Excerpt from a dataset
★ ★ ★ ★ ★ ★ ★
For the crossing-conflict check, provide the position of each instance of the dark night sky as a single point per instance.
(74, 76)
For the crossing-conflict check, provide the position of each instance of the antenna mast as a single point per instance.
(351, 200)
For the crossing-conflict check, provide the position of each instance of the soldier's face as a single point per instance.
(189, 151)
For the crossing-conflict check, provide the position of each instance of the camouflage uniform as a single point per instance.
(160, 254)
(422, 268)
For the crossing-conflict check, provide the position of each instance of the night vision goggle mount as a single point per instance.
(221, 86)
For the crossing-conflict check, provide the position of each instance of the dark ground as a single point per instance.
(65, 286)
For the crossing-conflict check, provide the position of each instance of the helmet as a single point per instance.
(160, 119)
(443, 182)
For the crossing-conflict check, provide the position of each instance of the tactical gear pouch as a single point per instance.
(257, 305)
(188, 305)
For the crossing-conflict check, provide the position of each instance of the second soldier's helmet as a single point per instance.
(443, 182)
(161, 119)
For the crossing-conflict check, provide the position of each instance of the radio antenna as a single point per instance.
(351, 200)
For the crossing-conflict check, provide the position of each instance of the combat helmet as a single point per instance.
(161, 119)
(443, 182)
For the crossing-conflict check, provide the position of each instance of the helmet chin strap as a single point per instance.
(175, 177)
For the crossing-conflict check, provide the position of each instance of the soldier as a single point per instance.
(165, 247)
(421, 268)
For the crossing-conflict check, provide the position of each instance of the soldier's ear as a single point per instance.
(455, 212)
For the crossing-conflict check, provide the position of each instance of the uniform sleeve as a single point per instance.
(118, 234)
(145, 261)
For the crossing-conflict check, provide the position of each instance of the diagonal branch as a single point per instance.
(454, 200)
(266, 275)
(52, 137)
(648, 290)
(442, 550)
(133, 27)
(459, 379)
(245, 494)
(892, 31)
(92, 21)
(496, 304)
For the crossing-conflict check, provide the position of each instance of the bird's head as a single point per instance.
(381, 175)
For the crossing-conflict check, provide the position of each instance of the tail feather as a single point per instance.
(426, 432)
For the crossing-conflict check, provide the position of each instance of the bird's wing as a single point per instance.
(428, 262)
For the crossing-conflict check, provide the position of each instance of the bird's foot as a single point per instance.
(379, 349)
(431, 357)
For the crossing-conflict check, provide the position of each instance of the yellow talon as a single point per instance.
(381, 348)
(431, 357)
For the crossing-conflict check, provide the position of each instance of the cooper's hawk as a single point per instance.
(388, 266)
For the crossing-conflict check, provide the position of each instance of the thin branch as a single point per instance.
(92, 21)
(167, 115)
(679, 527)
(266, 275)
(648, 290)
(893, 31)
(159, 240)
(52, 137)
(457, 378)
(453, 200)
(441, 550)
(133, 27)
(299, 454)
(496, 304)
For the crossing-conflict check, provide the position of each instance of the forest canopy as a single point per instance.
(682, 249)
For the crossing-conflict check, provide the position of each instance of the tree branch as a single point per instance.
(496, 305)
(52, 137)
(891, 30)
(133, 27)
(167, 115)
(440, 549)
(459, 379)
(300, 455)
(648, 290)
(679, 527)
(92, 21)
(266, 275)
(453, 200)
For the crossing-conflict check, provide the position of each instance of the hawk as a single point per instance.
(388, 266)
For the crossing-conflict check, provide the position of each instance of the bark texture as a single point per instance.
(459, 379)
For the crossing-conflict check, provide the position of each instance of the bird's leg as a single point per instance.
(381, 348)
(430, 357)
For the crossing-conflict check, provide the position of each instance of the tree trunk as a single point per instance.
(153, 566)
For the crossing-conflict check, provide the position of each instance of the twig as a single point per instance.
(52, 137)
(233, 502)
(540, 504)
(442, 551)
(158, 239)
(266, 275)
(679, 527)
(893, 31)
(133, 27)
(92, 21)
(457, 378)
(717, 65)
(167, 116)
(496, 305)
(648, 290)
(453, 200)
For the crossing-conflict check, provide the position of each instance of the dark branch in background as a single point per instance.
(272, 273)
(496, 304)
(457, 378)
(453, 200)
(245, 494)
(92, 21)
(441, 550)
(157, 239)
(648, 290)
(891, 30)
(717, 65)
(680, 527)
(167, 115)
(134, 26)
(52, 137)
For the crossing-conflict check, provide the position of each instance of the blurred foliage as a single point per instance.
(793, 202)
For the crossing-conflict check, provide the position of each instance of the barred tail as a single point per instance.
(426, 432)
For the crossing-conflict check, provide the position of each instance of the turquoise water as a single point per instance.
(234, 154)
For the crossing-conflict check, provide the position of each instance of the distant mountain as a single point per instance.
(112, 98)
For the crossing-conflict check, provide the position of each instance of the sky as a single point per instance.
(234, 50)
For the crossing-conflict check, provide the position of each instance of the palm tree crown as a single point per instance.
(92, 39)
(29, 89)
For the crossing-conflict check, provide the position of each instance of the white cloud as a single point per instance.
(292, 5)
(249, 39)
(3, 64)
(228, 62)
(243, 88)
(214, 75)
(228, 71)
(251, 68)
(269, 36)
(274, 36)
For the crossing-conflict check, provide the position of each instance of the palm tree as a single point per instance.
★ ★ ★ ★ ★ ★ ★
» **Work instructions**
Copy all of the records above word for word, without changing anything.

» **Answer below**
For the crossing-conflict check, provide the position of each instance of the dark night sky as a single point per instance.
(74, 76)
For the crossing-conflict check, provide the position of each instance of the antenna mast as a single point per instance.
(351, 200)
For the crossing-conflict check, provide the position of each instance of the soldier's face as a single point per instance.
(189, 151)
For the crossing-conflict check, provide the position of each instance of the camouflage uniform as a single point per instance.
(160, 254)
(422, 268)
For the crossing-conflict check, provide the position of each instance of the night vision goggle mount as a single point per instance.
(221, 86)
For the crossing-conflict check, provide the position of each instance of the dark ground as a single point per instance.
(65, 286)
For the crossing-conflict check, provide the position of each instance of the helmet as a single point per instance.
(160, 119)
(443, 182)
For the crossing-conflict check, provide the position of each instance of the tactical gear pouch as a single point per instance.
(257, 305)
(188, 305)
For the crossing-conflict check, provide the position of each instance of the second soldier's helmet as a single point per instance.
(443, 182)
(161, 119)
For the crossing-conflict check, provide the position of each instance of the radio antenna as a single point per instance.
(351, 200)
For the crossing-conflict check, provide the position of each instance of the combat helmet as a single point per instance.
(161, 119)
(443, 182)
For the crossing-conflict check, provide the position of each instance of the helmet chin strap as a single point per instance.
(175, 177)
For the crossing-conflict check, provide the position of each instance of the soldier as a single point per instance.
(165, 247)
(421, 268)
For the crossing-conflict check, provide the position of each instance of the soldier's ear as a single point per instance.
(455, 212)
For the crossing-conflict check, provide the position of each instance of the uniform sleeve as a single point per instance.
(118, 234)
(145, 261)
For the crossing-conflict check, provide the position of each instance of the diagonal branch as a single point per instance.
(454, 200)
(266, 275)
(52, 137)
(648, 290)
(442, 550)
(133, 27)
(459, 379)
(245, 494)
(892, 31)
(92, 21)
(496, 304)
For the crossing-conflict check, provide the position of each instance of the bird's head as a single point per instance.
(381, 175)
For the crossing-conflict check, provide the position of each instance of the tail feather as a single point per instance.
(426, 432)
For the crossing-conflict check, provide the position of each instance of the bird's wing as a single point per instance.
(428, 262)
For the crossing-conflict check, provide the position of each instance of the bird's foot as a single point per instance.
(379, 349)
(431, 357)
For the crossing-conflict check, provide the position of each instance of the yellow talon as a single point per instance.
(381, 348)
(431, 357)
For the crossing-conflict check, provide the position of each instance of the cooper's hawk as a single point per instance.
(388, 266)
For the crossing-conflict check, provide the position of each instance of the thin branch as a single point per instance.
(92, 21)
(167, 115)
(679, 527)
(266, 275)
(648, 290)
(893, 31)
(159, 240)
(52, 137)
(457, 378)
(453, 200)
(441, 550)
(133, 27)
(299, 454)
(496, 304)
For the crossing-conflict check, provide the position of each instance of the forest canopy as a single point per instance.
(682, 249)
For the crossing-conflict check, provide the position of each instance of the tree branch as a single point per instance.
(496, 305)
(52, 137)
(891, 30)
(133, 27)
(167, 115)
(440, 549)
(459, 379)
(300, 455)
(648, 290)
(679, 527)
(92, 21)
(266, 275)
(453, 200)
For the crossing-conflict check, provide the position of each instance of the hawk as a single point per instance.
(388, 266)
For the crossing-conflict check, provide the position of each instance of the bark texture as a single point per instance.
(459, 379)
For the crossing-conflict check, provide the position of each instance of the bird's leg as a single point per instance.
(381, 348)
(430, 357)
For the crossing-conflict check, provide the position of each instance of the tree trunk as a single point per instance.
(153, 566)
For the crossing-conflict check, provide the position of each instance of the twig as a single point per instance.
(52, 137)
(233, 502)
(540, 504)
(442, 551)
(158, 239)
(266, 275)
(679, 527)
(893, 31)
(133, 27)
(92, 21)
(457, 378)
(717, 65)
(167, 116)
(496, 305)
(648, 290)
(453, 200)
For the crossing-conflict check, provide the position of each instance of the dark branch in background as a single point per instance.
(272, 273)
(496, 304)
(457, 378)
(453, 200)
(245, 494)
(92, 21)
(441, 550)
(157, 239)
(648, 290)
(891, 30)
(717, 65)
(680, 527)
(167, 115)
(134, 26)
(52, 137)
For the crossing-conflict check, provide the position of each instance of the blurred foliage as a single point per instance.
(793, 202)
For the crossing-conflict check, provide the position of each instance of the barred tail as a single point per instance.
(426, 432)
For the crossing-conflict check, provide the position of each instance of the turquoise water as a single point per instance.
(234, 154)
For the crossing-conflict check, provide the position of each instance of the distant mountain as a single point per instance.
(112, 98)
For the crossing-conflict check, provide the position of each instance of the sky as a single point per instance.
(234, 50)
For the crossing-conflict check, provide the position of each instance of the palm tree crown as a single point per instance.
(92, 39)
(29, 89)
For the crossing-conflict check, provide the position of each instance of the white cloud as a single point per instance.
(292, 5)
(249, 39)
(3, 64)
(228, 62)
(243, 88)
(214, 75)
(228, 71)
(251, 68)
(269, 36)
(274, 36)
For the crossing-conflict check, provide the position of each instance of the palm tree as a single point per instance.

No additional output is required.